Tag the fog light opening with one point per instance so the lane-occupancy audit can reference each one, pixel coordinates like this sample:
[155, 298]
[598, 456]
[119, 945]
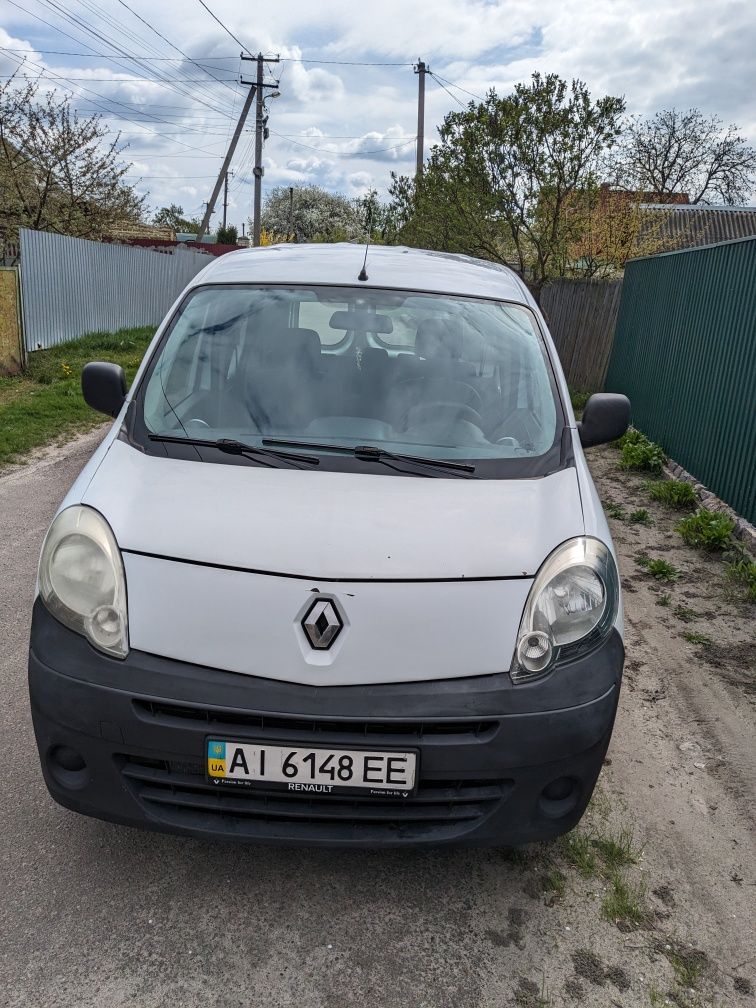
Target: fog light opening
[559, 797]
[534, 651]
[68, 766]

------------------------------

TASK PROMPT: Without the pictures, copy the material exactly as given.

EXERCISE SOLUTION:
Tag the fog light opening with one point per instance so the lane-occupancy audit can reference each one, pixel coordinates like this sample:
[155, 298]
[598, 456]
[119, 945]
Target: fog light opening
[559, 797]
[534, 651]
[68, 766]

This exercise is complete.